- Görev
Aşağıdaki verilerin tamamında "grower's notes" ifadesini "field log" ile değiştirerek satırları yeniden yazın. Geri kalan her şey aynen kalsın.

□ □ □ □ □ □ □

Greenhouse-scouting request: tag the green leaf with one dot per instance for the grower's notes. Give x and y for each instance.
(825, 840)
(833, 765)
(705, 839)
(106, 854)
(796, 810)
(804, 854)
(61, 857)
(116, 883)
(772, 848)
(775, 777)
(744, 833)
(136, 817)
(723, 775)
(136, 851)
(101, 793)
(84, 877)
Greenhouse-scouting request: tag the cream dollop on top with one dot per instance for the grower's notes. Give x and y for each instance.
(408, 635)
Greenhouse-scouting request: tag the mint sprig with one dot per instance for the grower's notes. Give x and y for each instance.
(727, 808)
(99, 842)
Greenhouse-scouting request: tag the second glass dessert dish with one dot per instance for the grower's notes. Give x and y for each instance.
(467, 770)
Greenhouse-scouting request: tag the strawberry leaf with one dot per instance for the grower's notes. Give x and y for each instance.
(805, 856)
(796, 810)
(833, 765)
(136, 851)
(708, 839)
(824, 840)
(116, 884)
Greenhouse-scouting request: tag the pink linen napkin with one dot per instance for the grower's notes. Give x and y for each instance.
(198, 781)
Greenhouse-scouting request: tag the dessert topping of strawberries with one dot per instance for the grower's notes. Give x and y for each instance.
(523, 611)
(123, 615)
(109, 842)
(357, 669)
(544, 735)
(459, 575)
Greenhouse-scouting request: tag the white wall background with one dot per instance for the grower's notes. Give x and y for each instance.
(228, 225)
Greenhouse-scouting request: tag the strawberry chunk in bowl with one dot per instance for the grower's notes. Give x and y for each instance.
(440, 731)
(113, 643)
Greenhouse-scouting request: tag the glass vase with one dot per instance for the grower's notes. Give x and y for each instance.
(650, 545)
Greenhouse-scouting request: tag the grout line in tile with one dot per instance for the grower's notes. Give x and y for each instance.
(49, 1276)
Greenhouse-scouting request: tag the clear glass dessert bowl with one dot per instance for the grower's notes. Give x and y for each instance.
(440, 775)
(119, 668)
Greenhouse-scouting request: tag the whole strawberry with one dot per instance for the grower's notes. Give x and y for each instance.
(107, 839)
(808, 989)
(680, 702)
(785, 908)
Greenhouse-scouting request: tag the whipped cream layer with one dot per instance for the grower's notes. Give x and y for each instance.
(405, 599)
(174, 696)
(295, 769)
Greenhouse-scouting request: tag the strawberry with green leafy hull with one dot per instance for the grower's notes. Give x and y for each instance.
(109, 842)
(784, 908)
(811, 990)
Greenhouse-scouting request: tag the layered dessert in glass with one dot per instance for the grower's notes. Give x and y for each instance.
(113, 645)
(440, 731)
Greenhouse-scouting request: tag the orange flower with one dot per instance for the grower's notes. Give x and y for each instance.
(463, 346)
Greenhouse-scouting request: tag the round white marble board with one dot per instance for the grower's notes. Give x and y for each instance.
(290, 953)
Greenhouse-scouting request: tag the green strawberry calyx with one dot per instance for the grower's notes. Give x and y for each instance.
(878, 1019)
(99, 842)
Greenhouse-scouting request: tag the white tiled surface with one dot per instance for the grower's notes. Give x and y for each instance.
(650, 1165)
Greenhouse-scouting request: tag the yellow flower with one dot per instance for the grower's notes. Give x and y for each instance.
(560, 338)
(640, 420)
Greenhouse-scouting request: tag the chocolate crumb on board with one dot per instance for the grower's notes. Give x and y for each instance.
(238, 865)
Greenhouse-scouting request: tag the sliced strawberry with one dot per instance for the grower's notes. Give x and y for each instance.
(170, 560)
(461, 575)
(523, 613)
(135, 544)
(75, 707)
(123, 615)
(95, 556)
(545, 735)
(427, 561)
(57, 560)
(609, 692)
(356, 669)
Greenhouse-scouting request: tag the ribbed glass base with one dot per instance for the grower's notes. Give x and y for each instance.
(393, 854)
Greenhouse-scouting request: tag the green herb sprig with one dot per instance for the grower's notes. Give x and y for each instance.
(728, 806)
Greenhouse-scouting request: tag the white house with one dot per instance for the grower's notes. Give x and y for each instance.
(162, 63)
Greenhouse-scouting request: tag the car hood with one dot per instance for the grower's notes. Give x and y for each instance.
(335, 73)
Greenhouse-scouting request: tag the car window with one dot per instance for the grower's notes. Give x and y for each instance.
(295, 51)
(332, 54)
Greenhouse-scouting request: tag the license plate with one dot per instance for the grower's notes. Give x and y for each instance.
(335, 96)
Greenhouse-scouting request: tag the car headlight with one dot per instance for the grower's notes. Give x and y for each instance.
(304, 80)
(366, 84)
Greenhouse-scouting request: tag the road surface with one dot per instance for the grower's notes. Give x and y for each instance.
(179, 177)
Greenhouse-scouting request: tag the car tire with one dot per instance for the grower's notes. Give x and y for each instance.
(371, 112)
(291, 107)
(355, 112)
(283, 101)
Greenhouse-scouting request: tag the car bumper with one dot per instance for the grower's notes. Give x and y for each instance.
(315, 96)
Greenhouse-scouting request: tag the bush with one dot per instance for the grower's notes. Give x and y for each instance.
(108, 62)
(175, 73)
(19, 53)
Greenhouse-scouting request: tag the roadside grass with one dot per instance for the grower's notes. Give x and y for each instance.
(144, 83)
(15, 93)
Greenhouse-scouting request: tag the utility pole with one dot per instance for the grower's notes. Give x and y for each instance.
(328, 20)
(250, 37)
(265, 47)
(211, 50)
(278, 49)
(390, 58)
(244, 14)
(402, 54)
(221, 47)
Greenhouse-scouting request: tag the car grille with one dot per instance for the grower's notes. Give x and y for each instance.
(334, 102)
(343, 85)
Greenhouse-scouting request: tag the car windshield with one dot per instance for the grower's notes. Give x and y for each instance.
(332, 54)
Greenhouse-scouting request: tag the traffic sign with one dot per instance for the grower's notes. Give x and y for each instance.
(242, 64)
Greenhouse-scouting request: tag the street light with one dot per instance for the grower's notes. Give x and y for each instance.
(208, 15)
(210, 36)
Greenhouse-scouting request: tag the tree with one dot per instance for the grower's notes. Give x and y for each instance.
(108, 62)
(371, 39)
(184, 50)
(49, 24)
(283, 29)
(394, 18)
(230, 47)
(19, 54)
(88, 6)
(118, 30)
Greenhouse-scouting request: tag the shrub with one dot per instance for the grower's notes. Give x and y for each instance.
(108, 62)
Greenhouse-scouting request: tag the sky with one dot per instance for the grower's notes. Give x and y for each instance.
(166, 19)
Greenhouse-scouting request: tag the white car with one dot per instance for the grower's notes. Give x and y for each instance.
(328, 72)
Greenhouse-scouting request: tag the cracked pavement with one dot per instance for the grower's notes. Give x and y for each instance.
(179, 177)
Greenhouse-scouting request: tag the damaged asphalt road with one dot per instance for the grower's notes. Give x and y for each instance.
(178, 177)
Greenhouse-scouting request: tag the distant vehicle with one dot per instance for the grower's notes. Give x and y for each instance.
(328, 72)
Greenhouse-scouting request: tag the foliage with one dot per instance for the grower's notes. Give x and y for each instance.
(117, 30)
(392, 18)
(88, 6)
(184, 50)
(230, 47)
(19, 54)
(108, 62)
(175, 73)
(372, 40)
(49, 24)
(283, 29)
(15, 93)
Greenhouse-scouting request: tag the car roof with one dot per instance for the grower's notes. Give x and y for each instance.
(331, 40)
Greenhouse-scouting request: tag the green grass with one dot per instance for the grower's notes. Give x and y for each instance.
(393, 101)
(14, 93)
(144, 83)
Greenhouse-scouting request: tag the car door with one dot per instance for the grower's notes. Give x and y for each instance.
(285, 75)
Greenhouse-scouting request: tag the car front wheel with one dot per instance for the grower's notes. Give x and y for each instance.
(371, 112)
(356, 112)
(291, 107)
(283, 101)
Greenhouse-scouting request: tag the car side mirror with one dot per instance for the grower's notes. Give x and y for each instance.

□ □ □ □ □ □ □

- Alıştırmanın Yanıtı
Greenhouse-scouting request: tag the green leaf with one dot per instance for the field log. Give x and y for each instance.
(825, 840)
(833, 765)
(705, 839)
(106, 854)
(796, 810)
(804, 854)
(61, 857)
(116, 883)
(772, 848)
(775, 777)
(744, 833)
(136, 817)
(723, 775)
(136, 851)
(101, 793)
(84, 877)
Greenhouse-scouting request: tag the cream dollop on top with one dot per instance for the field log. Give x and y for each instance.
(408, 635)
Greenhouse-scouting request: tag the mint sprig with one dot per instance for the field log. Give x and y for each instance.
(727, 808)
(99, 842)
Greenhouse-scouting request: tag the second glass dessert dish with one dot per instance for the field log. Give x and y for each instance.
(467, 770)
Greenhouse-scouting request: tag the strawberry leaf with one dot per instance for the field log. Give x and y for each instance.
(805, 856)
(796, 810)
(833, 765)
(136, 851)
(708, 839)
(824, 840)
(116, 884)
Greenhouse-scouting request: tag the pink linen napkin with one dot per instance for the field log. Give x and y for each instance.
(198, 781)
Greenhouse-scouting request: tag the dessert topping of strawberries with one dot per instance for the field log. Give x and y for each instance.
(523, 611)
(123, 615)
(109, 842)
(357, 669)
(544, 735)
(459, 575)
Greenhouse-scouting request: tag the white wall background with one dot per instance for the field log. Give x and y for each instance.
(228, 225)
Greenhouse-scouting request: tag the strawberry chunk in bowl with one dot per instance for the field log. Give x and y for each instance.
(440, 731)
(113, 643)
Greenhouse-scouting request: tag the glass vase with one dot per instance for the field log. Give x and y for each instance.
(650, 545)
Greenhouse-scouting request: tag the grout line in tile with one dot per instance for the field log. Give x and y for each instance.
(49, 1276)
Greenhouse-scouting request: tag the clear glass dessert bowl with one dot per instance for the field log. Give x and y for each instance.
(440, 775)
(119, 668)
Greenhouse-scouting request: tag the whole strawberry with one dot per instance for the field log. Give x and y for each instance.
(107, 839)
(808, 989)
(680, 702)
(785, 908)
Greenhouse-scouting request: tag the whipped cream layer with one dot per instance for the field log. Give x and y for each instance.
(405, 599)
(174, 696)
(295, 769)
Greenhouse-scouting request: tag the strawberry with green leafy hull with one dot per instance for the field log. Give x and y for each instance.
(109, 842)
(784, 908)
(811, 990)
Greenhouse-scouting request: tag the layered dessert in glass with one dot per instance for the field log. Give x and y for each instance.
(113, 645)
(440, 731)
Greenhouse-scouting request: tag the orange flower with one dot per instance for the field log. Give x and y for each instance.
(463, 346)
Greenhouse-scouting request: tag the round white marble board with one dot per instance for the field log. Give x and y for each instance.
(290, 953)
Greenhouse-scouting request: tag the green strawberry calyx with one dot per instance for the field log. Give x and y for each instance.
(878, 1019)
(99, 842)
Greenhouse-scouting request: tag the white tiled surface with one dot per instance for the field log. Give x and y for each instance.
(650, 1165)
Greenhouse-scouting request: tag the yellow flower with one dot per instance for the field log. Give x and y for each instance.
(560, 338)
(640, 420)
Greenhouse-scouting request: tag the chocolate crumb on board with one dot per instance for the field log. Give x and y for each instance.
(238, 865)
Greenhouse-scouting request: tag the sliced strawberry with one dot per instance for the field log. Give x and y for each instance.
(170, 560)
(461, 575)
(523, 613)
(135, 544)
(75, 707)
(123, 615)
(95, 556)
(545, 735)
(427, 561)
(57, 560)
(609, 692)
(356, 669)
Greenhouse-scouting request: tag the ribbed glass base with one dot per instance for the field log. Give x and y for each instance.
(393, 854)
Greenhouse-scouting request: tag the green herb sprig with one dot per instance for the field log. Give x and y for each instance.
(728, 806)
Greenhouse-scouting request: tag the white house with one dot per instance for the field log. Give x and y for each instance.
(162, 63)
Greenhouse-scouting request: tag the car hood with one dot per instance for the field log. Give x and y for each instance.
(335, 73)
Greenhouse-scouting request: tag the car window with one dot per instance for the field log. Give x and y for each instance.
(295, 51)
(332, 54)
Greenhouse-scouting request: tag the license plate with one dot per instance for the field log. Give x and y for each instance.
(335, 96)
Greenhouse-scouting request: tag the car headlight with one dot per instance for the field log. Give x and y for each instance.
(304, 80)
(366, 84)
Greenhouse-scouting request: tag the road surface with one dot per instance for the field log. Give x and y for each instance.
(179, 177)
Greenhouse-scouting request: tag the car tire with one dot per instance for the field log. Give x and y for each instance.
(371, 112)
(291, 107)
(355, 112)
(283, 101)
Greenhouse-scouting request: tag the car bumper with one dot per instance for the field log. Give x and y for each instance.
(315, 96)
Greenhouse-scouting request: tag the bush with one dot per instance for the field log. Give x and y for each instance.
(108, 62)
(175, 73)
(19, 53)
Greenhouse-scouting request: tag the roadside grass with one dot per instance for the field log. Give x and y for each instance.
(144, 83)
(15, 93)
Greenhouse-scouting request: tag the utility pole with one dot per instance for the field log. Give x and y for each instance.
(328, 20)
(250, 37)
(265, 47)
(211, 50)
(278, 49)
(390, 58)
(244, 14)
(402, 54)
(221, 47)
Greenhouse-scouting request: tag the car grille with one dot per instance for the field log. Give x and y for each instance.
(334, 102)
(343, 85)
Greenhouse-scouting request: tag the car windshield with one dot per instance for the field log. Give x and y for each instance.
(332, 54)
Greenhouse-scouting request: tag the traffic sign with one dot per instance for the field log. Give x and y for each instance.
(242, 64)
Greenhouse-scouting request: tag the street light with one dot per instance for the field log. Give x and y for each instance.
(208, 15)
(210, 36)
Greenhouse-scouting request: tag the tree with one dot per instance for the field log. Give x and y for each instance.
(108, 62)
(371, 39)
(184, 50)
(49, 24)
(283, 29)
(394, 18)
(230, 47)
(19, 54)
(88, 6)
(118, 30)
Greenhouse-scouting request: tag the shrub with one dot per instance for the field log. Give x and y for each instance.
(108, 62)
Greenhouse-scouting request: tag the sky with one dot per instance for the field log. Give x and y for each instance.
(166, 19)
Greenhouse-scouting request: tag the white car with one dot per instance for the field log. Give x and y for each instance.
(328, 72)
Greenhouse-scouting request: tag the cracked pavement with one dot per instance for the field log. Give x and y for each instance.
(179, 177)
Greenhouse-scouting request: tag the damaged asphalt road with one dot per instance for the field log. Give x and y for each instance.
(178, 177)
Greenhouse-scouting request: tag the distant vehicle with one dot per instance for the field log. Give x and y for each instance.
(328, 72)
Greenhouse-scouting request: tag the foliage with one dot per instance for the field log. Give x and y for each instance.
(117, 30)
(392, 18)
(88, 6)
(184, 50)
(230, 47)
(19, 54)
(108, 62)
(175, 73)
(372, 40)
(49, 24)
(283, 29)
(15, 93)
Greenhouse-scouting request: tag the car roof with one dot per instance for the field log. Give x and y for each instance.
(331, 40)
Greenhouse-scouting request: tag the green grass with one dot per instance for the field log. Give x and y for each instance.
(393, 101)
(14, 93)
(144, 83)
Greenhouse-scouting request: tag the car door with one dot per instance for the field log. Give x and y for each instance.
(285, 75)
Greenhouse-scouting request: tag the car front wheel with one dot per instance for the field log. Give x and y for each instance.
(371, 112)
(356, 112)
(291, 107)
(283, 101)
Greenhouse-scouting request: tag the car side mirror with one dot per instance for the field log. Give x and y for each instance.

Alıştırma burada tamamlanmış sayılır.